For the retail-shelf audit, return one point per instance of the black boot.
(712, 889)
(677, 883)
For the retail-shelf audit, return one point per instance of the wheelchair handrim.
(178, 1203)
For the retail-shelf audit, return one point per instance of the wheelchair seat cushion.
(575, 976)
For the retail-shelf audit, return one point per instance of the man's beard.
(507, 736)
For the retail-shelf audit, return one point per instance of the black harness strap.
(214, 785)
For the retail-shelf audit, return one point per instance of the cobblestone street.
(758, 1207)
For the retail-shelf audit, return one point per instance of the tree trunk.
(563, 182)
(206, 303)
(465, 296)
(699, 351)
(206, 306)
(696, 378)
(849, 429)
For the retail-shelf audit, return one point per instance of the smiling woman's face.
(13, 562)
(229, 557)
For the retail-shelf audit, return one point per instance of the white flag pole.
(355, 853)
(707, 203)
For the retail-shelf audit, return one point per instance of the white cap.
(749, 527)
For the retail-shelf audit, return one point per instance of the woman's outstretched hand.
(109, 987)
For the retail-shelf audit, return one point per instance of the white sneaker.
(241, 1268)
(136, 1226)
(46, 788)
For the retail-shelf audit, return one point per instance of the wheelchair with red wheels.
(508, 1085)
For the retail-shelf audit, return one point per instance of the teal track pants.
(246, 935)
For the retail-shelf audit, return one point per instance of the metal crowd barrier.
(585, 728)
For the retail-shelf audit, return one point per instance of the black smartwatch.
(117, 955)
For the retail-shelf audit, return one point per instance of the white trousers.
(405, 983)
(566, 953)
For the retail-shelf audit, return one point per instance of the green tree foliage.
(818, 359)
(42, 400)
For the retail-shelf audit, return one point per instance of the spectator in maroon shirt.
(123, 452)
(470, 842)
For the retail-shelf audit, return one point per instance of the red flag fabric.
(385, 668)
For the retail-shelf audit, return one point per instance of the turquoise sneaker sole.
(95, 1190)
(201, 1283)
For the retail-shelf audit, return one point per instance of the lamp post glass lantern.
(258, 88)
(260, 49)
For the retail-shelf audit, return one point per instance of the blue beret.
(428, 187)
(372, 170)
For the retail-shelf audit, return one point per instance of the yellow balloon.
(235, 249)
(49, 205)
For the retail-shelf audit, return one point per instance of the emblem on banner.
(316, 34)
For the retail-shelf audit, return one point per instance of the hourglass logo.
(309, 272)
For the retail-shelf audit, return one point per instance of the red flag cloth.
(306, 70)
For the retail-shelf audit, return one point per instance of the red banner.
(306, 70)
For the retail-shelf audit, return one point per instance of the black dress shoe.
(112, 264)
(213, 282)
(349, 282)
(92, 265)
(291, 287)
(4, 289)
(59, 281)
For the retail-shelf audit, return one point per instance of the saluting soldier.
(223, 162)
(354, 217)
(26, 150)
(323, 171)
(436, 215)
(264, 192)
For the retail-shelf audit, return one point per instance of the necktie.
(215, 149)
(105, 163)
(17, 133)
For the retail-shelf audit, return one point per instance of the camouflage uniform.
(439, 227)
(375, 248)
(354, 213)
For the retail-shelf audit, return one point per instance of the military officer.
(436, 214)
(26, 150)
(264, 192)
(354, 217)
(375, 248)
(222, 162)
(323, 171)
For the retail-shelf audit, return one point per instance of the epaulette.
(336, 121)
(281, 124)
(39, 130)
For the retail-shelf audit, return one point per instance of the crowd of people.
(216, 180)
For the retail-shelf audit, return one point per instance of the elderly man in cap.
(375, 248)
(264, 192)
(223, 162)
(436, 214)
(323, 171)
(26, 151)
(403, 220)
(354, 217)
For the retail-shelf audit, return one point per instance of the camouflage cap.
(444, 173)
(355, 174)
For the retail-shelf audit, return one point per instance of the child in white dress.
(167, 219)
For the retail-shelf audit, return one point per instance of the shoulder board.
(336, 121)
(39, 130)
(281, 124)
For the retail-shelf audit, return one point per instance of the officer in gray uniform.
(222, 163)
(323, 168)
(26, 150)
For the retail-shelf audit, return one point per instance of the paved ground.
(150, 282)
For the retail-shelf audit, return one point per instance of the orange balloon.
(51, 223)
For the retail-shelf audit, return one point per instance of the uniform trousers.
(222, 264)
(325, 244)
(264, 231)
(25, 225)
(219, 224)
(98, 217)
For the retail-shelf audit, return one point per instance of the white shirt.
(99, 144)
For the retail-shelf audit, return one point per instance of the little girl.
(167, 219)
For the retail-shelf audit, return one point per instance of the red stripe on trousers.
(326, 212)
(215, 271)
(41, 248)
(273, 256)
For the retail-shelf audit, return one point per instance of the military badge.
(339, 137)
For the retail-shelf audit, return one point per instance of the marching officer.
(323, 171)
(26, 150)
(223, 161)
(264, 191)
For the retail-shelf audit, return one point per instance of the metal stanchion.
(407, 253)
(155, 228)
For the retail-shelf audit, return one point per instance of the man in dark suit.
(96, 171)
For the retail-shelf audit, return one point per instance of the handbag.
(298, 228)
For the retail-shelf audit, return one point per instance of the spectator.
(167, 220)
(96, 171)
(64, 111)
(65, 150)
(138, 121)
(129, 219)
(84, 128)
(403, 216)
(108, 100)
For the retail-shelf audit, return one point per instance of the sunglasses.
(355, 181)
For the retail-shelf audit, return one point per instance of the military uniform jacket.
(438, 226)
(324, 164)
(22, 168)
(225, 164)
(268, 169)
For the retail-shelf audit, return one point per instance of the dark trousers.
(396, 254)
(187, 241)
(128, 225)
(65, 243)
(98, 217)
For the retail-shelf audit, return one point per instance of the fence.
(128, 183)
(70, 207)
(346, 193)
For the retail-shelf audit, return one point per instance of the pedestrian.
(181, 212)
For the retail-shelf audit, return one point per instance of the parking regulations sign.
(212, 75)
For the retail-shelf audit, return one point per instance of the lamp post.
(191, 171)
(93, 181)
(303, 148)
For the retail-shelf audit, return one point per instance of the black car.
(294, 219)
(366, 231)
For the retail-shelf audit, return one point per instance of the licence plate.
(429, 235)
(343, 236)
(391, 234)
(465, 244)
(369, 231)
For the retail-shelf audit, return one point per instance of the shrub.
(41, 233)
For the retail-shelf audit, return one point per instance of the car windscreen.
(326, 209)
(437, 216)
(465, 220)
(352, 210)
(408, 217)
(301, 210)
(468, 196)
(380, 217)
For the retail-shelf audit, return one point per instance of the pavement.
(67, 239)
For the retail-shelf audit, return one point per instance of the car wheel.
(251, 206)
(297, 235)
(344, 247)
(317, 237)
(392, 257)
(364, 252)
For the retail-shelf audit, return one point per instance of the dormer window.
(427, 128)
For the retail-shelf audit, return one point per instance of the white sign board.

> _WORK ITEM_: Copy every record verbatim.

> _RESPONSE TO THIS TASK_:
For the retail-shelf audit, return one point per instance of the black boot.
(712, 889)
(677, 883)
For the retail-shelf audit, return one point per instance of the wheelchair handrim.
(178, 1203)
For the retail-shelf audit, return one point per instance of the wheelchair seat cushion.
(575, 976)
For the retail-shelf audit, return one point per instance of the man's beard.
(507, 736)
For the retail-shelf audit, return one point per instance of the black harness strap.
(214, 785)
For the retail-shelf audit, return one point per instance of the cobblestone street.
(758, 1207)
For the retail-shelf audit, return one point per instance of the tree trunk.
(563, 182)
(206, 303)
(465, 296)
(699, 351)
(206, 306)
(696, 378)
(849, 429)
For the retail-shelf audit, return one point per instance of the smiling woman's face.
(13, 562)
(229, 557)
For the retail-shelf audit, return one point per instance of the white flag pole.
(355, 853)
(707, 203)
For the retail-shelf audit, return one point per instance of the white cap.
(749, 527)
For the retail-shelf audit, return one point per instance of the woman's outstretched hand.
(109, 987)
For the retail-shelf audit, return one point per instance of the white sneaker.
(241, 1268)
(136, 1226)
(46, 788)
For the retail-shelf audit, return one point per instance of the wheelchair with red wheels.
(508, 1085)
For the retail-shelf audit, return one point per instance of the teal track pants.
(246, 935)
For the retail-shelf audit, return one point per instance of the metal crowd barrier.
(585, 728)
For the retail-shelf audit, return one point per instance of the black smartwatch.
(117, 955)
For the retail-shelf audit, return one point per instance of the white trousers.
(405, 983)
(566, 953)
For the retail-shelf audit, return one point per instance of the green tree foliage.
(818, 359)
(42, 400)
For the retail-shelf audit, return one point per instance of the spectator in maroon shirt.
(123, 452)
(470, 842)
For the retail-shelf audit, return one point per instance of the red flag fabric.
(385, 668)
For the retail-shelf audit, return one point per instance of the turquoise sneaker sole.
(95, 1190)
(201, 1283)
For the retail-shelf audit, return one point per instance of the lamp post glass lantern.
(258, 88)
(260, 49)
For the retail-shelf audit, return one point per instance of the blue beret.
(428, 187)
(372, 170)
For the retail-shelf audit, return one point per instance of the yellow balloon.
(235, 249)
(49, 205)
For the retail-shelf audit, return one point per instance of the emblem on banner.
(316, 34)
For the retail-shelf audit, return one point per instance of the hourglass logo.
(309, 272)
For the retail-shelf audit, return one point per instance of the red flag cloth.
(306, 70)
For the retail-shelf audit, return one point per instance of the red banner.
(306, 70)
For the retail-shelf audit, return one point per instance of the black dress shoe.
(112, 264)
(213, 282)
(349, 282)
(92, 265)
(291, 287)
(4, 289)
(59, 281)
For the retail-shelf audit, return one point per instance of the saluting soldier.
(223, 162)
(354, 217)
(26, 150)
(323, 171)
(436, 215)
(264, 192)
For the retail-shelf audit, return one point per instance of the necktie.
(215, 149)
(105, 163)
(17, 133)
For the retail-shelf audit, return one point per instance of the camouflage uniform.
(439, 227)
(375, 248)
(354, 213)
For the retail-shelf audit, return one point per instance of the military officer.
(436, 214)
(26, 150)
(264, 192)
(354, 217)
(375, 248)
(222, 162)
(323, 171)
For the retail-shelf audit, return one point per instance of the epaulette.
(336, 121)
(281, 124)
(39, 130)
For the retail-shelf audit, return one point per instance of the crowd of people.
(216, 180)
For the retail-shelf audit, return one point per instance of the elderly man in cap.
(375, 248)
(264, 192)
(223, 162)
(436, 214)
(323, 171)
(26, 151)
(403, 220)
(354, 217)
For the retail-shelf audit, return one point per instance of the camouflage cap.
(444, 173)
(355, 174)
For the retail-shelf audit, return one point per instance of the child in white dress.
(167, 219)
For the retail-shelf audit, return one point per instance of the shoulder board.
(336, 121)
(39, 130)
(281, 124)
For the retail-shelf audit, return one point per instance of the officer in gray uniform.
(222, 163)
(323, 168)
(26, 150)
For the retail-shelf audit, return one point per instance of the paved ground.
(150, 282)
For the retail-shelf audit, return one point per instance of the orange balloon.
(51, 223)
For the retail-shelf audit, return one point per instance of the uniform trousers.
(222, 264)
(325, 244)
(264, 231)
(25, 225)
(219, 224)
(98, 217)
For the retail-shelf audit, return one point per instance of the white shirt.
(99, 144)
For the retail-shelf audit, return one point per instance of the little girl.
(167, 219)
For the retail-shelf audit, return one point per instance of the red stripe on trousers.
(326, 212)
(215, 271)
(41, 248)
(273, 256)
For the retail-shelf audit, return one point per instance of the military badge.
(339, 137)
For the retail-shelf audit, return one point per instance of the marching officer.
(323, 171)
(26, 150)
(223, 161)
(264, 191)
For the retail-shelf audit, return one point per instance of the metal stanchion.
(407, 253)
(155, 228)
For the retail-shelf audit, return one point per instance of the man in dark suit.
(96, 171)
For the retail-shelf audit, return one point per instance of the handbag.
(298, 228)
For the retail-shelf audit, return one point per instance of the spectator.
(167, 220)
(96, 171)
(64, 111)
(65, 150)
(138, 121)
(129, 219)
(84, 128)
(403, 216)
(108, 100)
For the retail-shelf audit, return one point per instance of the sunglasses.
(355, 181)
For the retail-shelf audit, return one point per instance of the military uniform jacket.
(438, 226)
(324, 164)
(22, 168)
(225, 164)
(268, 169)
For the retail-shelf audit, return one point per instance of the dark trousers.
(396, 254)
(187, 241)
(128, 225)
(65, 243)
(98, 217)
For the retail-shelf audit, return one point per instance of the fence.
(128, 183)
(70, 207)
(346, 193)
For the retail-shelf audit, return one point per instance of the pedestrian.
(181, 212)
For the retail-shelf audit, return one point per instance of the parking regulations sign.
(212, 75)
For the retail-shelf audit, return one point per instance of the lamp post.
(191, 171)
(93, 181)
(303, 148)
For the retail-shelf audit, return one point per instance of the black car.
(294, 219)
(366, 231)
For the retail-shelf audit, return one point per instance of the licence plate.
(429, 235)
(343, 236)
(391, 234)
(465, 244)
(369, 231)
For the retail-shelf audit, return one point per instance of the shrub.
(41, 233)
For the retail-shelf audit, return one point per instance of the car windscreen.
(326, 209)
(437, 216)
(465, 220)
(352, 210)
(408, 217)
(301, 210)
(468, 196)
(380, 217)
For the retail-shelf audit, return one point per instance of the pavement.
(67, 239)
For the retail-shelf audit, return one point per instance of the car wheel.
(251, 206)
(297, 235)
(344, 247)
(317, 237)
(392, 257)
(364, 252)
For the retail-shelf audit, return one point per instance of the dormer window.
(427, 128)
For the retail-shelf audit, return one point per instance of the white sign board.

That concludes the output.